*** Opening of Document text ***
When he returns to his old classroom where his former teacher still gives the students the same old propagandistic spiel as before, Paul confronts him and the students, “We used to think you knew. The first bombardment taught us better. It’s dirty and painful to die for your country. When it comes to dying for your country, it’s better not to die at all! There are millions out there dying for their countries, and what good is it?”

The students yell and scream COWARD at Paul.

Of course, one would be easily tempted to say that it’s much easier telling an anti-war story from a German perspective, since war is more Hell for the “losing” side. Notice the difference in World War II movies from Germany and Japan versus movies from Great Britain and the United States, for example.

Francois Truffaut (1932-84), first a film critic and then a director himself whose credits include THE 400 BLOWS, JULES AND JIM, and THE WILD CHILD, reportedly told Gene Siskel in a 1973 interview, “I find that violence is very ambiguous in movies. For example, some films claim to be anti-war, but I don’t think I’ve really seen an anti-war film. Every film about war ends up being pro-war.”

Anyway, Truffaut became famous for saying “There’s no such thing as an anti-war film”; for example Roger Ebert used it when reviewing PLATOON. The actual original Truffaut anti-war film quote seems to be quite elusive.
*** Close of Document text ***
*** Opening of Data under study ***
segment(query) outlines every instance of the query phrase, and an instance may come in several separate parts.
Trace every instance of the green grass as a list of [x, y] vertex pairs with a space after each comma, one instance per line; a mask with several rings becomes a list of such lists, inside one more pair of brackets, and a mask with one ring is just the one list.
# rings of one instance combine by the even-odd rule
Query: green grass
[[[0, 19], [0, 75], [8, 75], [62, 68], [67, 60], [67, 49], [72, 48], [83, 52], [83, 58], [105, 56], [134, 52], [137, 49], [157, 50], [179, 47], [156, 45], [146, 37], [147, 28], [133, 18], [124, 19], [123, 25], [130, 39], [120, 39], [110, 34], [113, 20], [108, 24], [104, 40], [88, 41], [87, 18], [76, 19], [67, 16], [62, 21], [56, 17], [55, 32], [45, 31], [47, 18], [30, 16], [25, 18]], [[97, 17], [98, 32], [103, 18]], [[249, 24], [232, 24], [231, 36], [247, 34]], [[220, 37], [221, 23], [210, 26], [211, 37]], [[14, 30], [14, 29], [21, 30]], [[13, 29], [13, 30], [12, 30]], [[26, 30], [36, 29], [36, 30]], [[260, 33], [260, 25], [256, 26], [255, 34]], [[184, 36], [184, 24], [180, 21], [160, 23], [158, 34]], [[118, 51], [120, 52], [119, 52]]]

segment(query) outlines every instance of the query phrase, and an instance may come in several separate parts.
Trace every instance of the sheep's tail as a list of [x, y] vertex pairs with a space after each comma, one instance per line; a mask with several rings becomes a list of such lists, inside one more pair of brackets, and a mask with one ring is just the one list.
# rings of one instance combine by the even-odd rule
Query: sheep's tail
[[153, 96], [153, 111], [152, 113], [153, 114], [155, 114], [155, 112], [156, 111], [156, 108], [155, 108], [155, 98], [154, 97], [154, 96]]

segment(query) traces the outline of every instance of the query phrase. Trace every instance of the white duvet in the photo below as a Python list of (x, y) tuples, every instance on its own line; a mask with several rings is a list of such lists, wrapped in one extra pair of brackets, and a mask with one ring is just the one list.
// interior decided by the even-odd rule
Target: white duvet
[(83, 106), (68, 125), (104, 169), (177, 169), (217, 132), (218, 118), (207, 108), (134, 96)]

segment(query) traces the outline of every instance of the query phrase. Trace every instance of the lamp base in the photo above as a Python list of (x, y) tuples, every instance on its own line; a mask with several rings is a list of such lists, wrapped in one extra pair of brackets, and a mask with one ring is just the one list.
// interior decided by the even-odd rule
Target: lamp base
*** Close of Data under study ***
### What is being asked
Return the full passage about anti-war films word for word. Rely only on the passage about anti-war films and nothing else.

### Solution to the problem
When he returns to his old classroom where his former teacher still gives the students the same old propagandistic spiel as before, Paul confronts him and the students, “We used to think you knew. The first bombardment taught us better. It’s dirty and painful to die for your country. When it comes to dying for your country, it’s better not to die at all! There are millions out there dying for their countries, and what good is it?”

The students yell and scream COWARD at Paul.

Of course, one would be easily tempted to say that it’s much easier telling an anti-war story from a German perspective, since war is more Hell for the “losing” side. Notice the difference in World War II movies from Germany and Japan versus movies from Great Britain and the United States, for example.

Francois Truffaut (1932-84), first a film critic and then a director himself whose credits include THE 400 BLOWS, JULES AND JIM, and THE WILD CHILD, reportedly told Gene Siskel in a 1973 interview, “I find that violence is very ambiguous in movies. For example, some films claim to be anti-war, but I don’t think I’ve really seen an anti-war film. Every film about war ends up being pro-war.”

Anyway, Truffaut became famous for saying “There’s no such thing as an anti-war film”; for example Roger Ebert used it when reviewing PLATOON. The actual original Truffaut anti-war film quote seems to be quite elusive.